Продолжите отрывок о мысе Шмидта и происхождении планет, начав сразу после его последнего предложения.

═══ ИЗВЛЕЧЁННЫЙ ТЕКСТ ═══

Когда же почувствовал, что мои возможности странствовать по Земле по причинам субъективным, но, к сожалению, неизбежным, начинают заметно сокращаться, я выбрал для прощания с Арктикой мыс Шмидта и улетел туда поздним октябрем. Выбор не был случайным. В самом имени Шмидта Арктика и Космос слиты воедино, и была для меня в этом личная символика, определявшаяся работой. Тот поздний октябрь оказался странным: у берегов — ни одной льдины! Но лежали льды на воде неподалеку, и Чукотское море потому вело себя смирно. Будь льды рядом, они взорвали бы цветовую гамму, а так она получалась нерасчеленно серой: низкое, с матовым подсветом небо, серый, обнаженный холод гальки, густо-серое вязкое море; лишь у горизонта — как умело нанесенный рукою художника штрих — что-то светлело… Случайный дневной метеорит не разрушил картину: он как бы дополнил ее, сделал еще более явной, да и убедительной — ведь так могло быть и в первозданном хаосе… На мысе Шмидта огни поселка как бы организовывали, втягивали в себя серый мир, и они же выбрасывали в него, за пределы очевидности, самолеты, вертолеты, корабли…

В поэме Канта — Лапласа, да и в гипотезе О. Ю. Шмидта тоже, частицы хаоса предполагались неоднородными, и наиболее крупные из них постепенно стали собирать вокруг себя меньших братьев и вместе с ними обретать вращательное движение. Это уже не хаос, это уже некая целостность — Туманность. (Небула по-латыни — туман, отсюда и название гипотезы — небулярная.) Туманность, как целостность, уже способна к развитию. И развитие это приводит к тому, что в центре туманности образуется сгущение — звезда. Звезды зажигают себя сами: возникает астрономически быстро разогревающееся Солнце — и серый мир становится красочным. И не только красочным. Солнечные лучи все-таки отталкивают от себя окраинные туманные кольца, не расставаясь, впрочем, с ними. И кольца сгущаются в планеты. Они освещаются Солнцем и согреваются им.

═══ ПРЕДСТАВЛЕННЫЕ ДАННЫЕ ═══

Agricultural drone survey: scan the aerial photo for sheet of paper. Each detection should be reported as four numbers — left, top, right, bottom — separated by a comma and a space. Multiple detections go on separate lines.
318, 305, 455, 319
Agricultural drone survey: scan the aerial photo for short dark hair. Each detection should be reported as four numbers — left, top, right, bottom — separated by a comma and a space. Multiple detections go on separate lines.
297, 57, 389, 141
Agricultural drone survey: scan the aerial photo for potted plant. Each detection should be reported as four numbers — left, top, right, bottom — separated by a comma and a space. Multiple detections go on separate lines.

═══

— ОЖИДАЕМЫЙ ОТВЕТ —
Планеты и сами первоначально были не только горячими, но даже, вероятно, расплавленными. Во всяком случае, так полагал немецкий философ и математик Готфрид Лейбниц, написавший в конце семнадцатого века книгу «Протогея», «Праземля». Он излагал свои взгляды в стихах и прозе. Гумбольдт не поленился сравнить разножанровые сочинения и заключил, что проза поэтичнее стихов.

Гумбольдт с явным удовольствием переписал в «Космос» лейбницевскую картину клокочущей огненно-жидкой планеты, картину ее медленного остывания и новых вулканических взрывов, раскалывающих черный поверхностный шлак… Вулканизм был до конца дней дорог сердцу Гумбольдта… И все-таки кора твердеет, и все упрямее сдерживает напор бешеных недр и временное успокоение как бы охватывает безжизненный шлаковый шар. Гумбольдт мог его вообразить, но не мог увидеть воочию. Чтобы увидеть, надо было взлететь, и высоко взлететь над горами и долами.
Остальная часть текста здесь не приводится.